** Start of RECORDS TO USE **

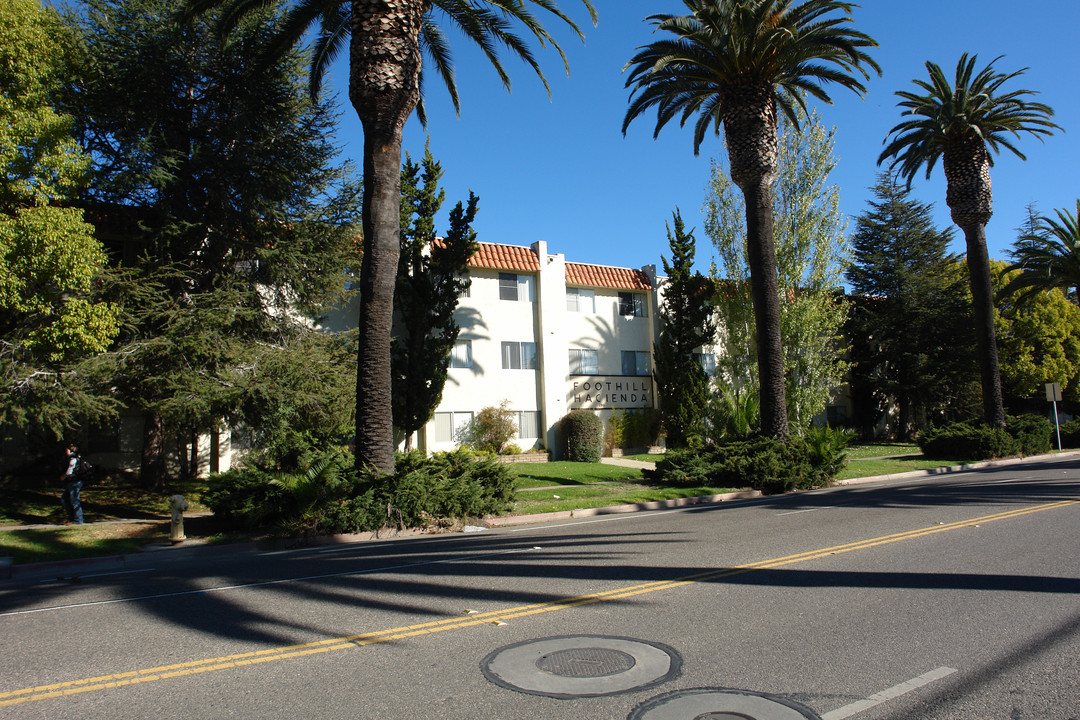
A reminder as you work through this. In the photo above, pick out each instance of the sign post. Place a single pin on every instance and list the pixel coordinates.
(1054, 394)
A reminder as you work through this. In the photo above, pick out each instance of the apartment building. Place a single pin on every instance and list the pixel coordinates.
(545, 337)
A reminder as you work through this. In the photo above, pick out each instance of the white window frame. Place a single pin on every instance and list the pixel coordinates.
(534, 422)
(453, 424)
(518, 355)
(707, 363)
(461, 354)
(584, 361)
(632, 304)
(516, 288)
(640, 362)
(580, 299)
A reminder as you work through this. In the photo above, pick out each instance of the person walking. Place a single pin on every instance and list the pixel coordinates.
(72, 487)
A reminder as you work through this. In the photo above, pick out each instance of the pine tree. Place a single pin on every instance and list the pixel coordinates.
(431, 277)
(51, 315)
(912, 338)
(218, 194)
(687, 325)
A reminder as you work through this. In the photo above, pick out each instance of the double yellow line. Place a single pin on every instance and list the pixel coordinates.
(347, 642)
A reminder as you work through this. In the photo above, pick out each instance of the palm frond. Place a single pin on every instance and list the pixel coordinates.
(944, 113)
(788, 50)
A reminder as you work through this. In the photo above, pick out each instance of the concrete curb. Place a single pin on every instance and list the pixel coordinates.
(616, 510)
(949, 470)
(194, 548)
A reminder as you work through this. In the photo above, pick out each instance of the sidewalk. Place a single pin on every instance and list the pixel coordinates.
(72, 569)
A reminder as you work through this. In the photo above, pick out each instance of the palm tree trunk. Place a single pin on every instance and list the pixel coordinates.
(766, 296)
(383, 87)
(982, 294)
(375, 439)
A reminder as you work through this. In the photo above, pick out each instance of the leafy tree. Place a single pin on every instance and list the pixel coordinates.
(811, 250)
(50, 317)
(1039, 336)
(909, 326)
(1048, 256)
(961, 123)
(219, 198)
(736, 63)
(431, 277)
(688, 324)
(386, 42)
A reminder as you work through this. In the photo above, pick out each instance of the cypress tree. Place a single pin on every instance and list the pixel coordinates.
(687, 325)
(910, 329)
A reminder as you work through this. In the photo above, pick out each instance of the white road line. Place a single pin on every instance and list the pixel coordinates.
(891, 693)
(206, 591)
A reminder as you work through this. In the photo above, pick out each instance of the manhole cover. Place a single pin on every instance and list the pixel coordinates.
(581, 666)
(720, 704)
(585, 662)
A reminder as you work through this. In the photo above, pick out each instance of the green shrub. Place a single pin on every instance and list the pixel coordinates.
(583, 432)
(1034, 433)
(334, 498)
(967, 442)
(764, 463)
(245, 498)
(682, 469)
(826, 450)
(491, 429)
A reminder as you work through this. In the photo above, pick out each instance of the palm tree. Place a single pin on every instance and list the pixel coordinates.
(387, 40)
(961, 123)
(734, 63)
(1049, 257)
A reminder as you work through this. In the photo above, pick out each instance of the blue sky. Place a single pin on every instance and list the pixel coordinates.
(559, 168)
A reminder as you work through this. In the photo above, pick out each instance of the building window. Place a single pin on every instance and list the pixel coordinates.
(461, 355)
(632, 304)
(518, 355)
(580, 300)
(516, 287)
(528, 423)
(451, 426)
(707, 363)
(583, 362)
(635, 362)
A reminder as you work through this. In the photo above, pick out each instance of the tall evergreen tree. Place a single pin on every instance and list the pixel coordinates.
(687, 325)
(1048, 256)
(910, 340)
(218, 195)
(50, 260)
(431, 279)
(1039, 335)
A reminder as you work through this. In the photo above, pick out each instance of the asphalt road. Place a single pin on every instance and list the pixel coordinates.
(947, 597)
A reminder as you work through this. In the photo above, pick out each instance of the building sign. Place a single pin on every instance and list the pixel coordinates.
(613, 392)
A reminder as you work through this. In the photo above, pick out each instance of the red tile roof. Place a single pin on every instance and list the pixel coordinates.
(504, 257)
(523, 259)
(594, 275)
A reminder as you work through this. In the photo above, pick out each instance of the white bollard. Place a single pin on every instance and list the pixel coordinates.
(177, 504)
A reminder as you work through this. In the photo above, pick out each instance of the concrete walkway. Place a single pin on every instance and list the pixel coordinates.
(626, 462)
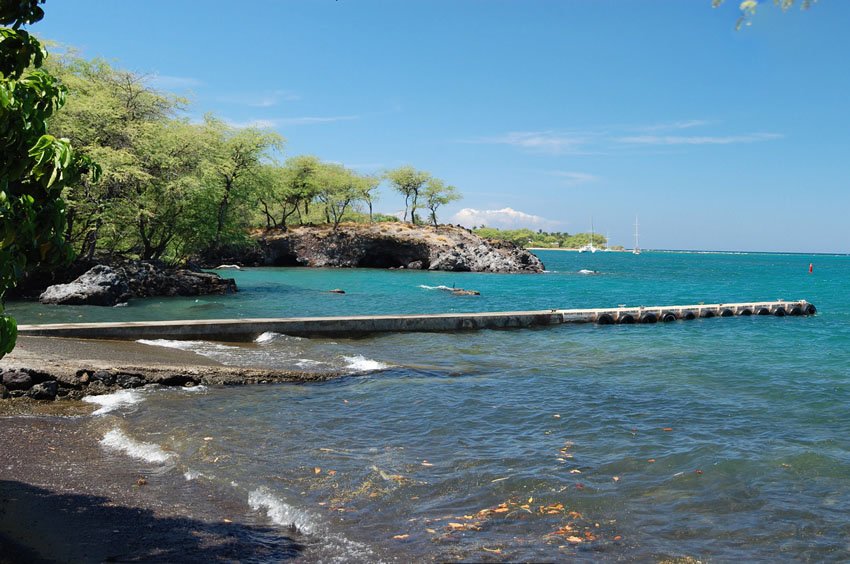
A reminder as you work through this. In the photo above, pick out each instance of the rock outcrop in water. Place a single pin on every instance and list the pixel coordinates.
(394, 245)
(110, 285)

** End of RECORDS TO USE **
** Start of RECORDS TO USE **

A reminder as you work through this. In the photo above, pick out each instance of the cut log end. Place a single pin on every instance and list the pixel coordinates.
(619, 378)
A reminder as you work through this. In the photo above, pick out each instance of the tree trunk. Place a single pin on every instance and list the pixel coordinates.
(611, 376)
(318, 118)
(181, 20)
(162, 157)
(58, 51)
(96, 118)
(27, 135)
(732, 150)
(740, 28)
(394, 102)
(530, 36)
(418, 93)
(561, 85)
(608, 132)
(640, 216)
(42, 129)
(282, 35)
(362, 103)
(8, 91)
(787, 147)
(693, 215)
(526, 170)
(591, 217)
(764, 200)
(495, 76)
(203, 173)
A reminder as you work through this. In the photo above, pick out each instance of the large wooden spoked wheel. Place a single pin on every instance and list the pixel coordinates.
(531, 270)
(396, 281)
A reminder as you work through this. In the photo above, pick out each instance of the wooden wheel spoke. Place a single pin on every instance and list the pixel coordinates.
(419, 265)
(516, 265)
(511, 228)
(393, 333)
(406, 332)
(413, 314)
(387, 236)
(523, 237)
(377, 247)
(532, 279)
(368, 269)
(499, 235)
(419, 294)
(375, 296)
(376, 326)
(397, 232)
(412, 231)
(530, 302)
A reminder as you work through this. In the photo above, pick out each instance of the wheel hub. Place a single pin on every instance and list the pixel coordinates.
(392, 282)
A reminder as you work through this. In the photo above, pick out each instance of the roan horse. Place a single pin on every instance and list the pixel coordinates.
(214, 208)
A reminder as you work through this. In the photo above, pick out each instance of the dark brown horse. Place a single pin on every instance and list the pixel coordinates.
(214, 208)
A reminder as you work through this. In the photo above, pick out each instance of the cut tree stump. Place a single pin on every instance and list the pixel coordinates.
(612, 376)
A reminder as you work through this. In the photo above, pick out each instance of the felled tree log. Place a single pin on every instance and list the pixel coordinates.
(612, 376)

** End of RECORDS TO USE **

## STATED GOAL
Rewrite the stretch of items from the line containing "the white road" through the line containing "(1049, 257)" as a JSON list of strings, one string per line, with blank lines omitted.

## RESULT OF THE EXERCISE
[
  "A reminder as you work through this. In the photo above, pick out each instance of the white road line. Place a single pin on every instance and list the pixel coordinates.",
  "(891, 693)",
  "(206, 591)",
  "A reminder as you work through this. In the photo above, pick out each instance of the manhole cover. Place a single pin on every instance and list the pixel coordinates.",
  "(581, 666)",
  "(720, 704)",
  "(585, 662)",
  "A reminder as you work through this. In the photo above, pick out each instance of the green shrub. Place a single pin on every instance and list the pixel coordinates.",
  "(583, 432)",
  "(1034, 433)",
  "(334, 498)",
  "(967, 442)",
  "(764, 463)",
  "(245, 498)",
  "(682, 469)",
  "(826, 450)",
  "(491, 429)",
  "A reminder as you work through this. In the photo above, pick out each instance of the palm tree. Place a single pin on every instance and list the pixel coordinates.",
  "(387, 40)",
  "(961, 123)",
  "(734, 63)",
  "(1049, 257)"
]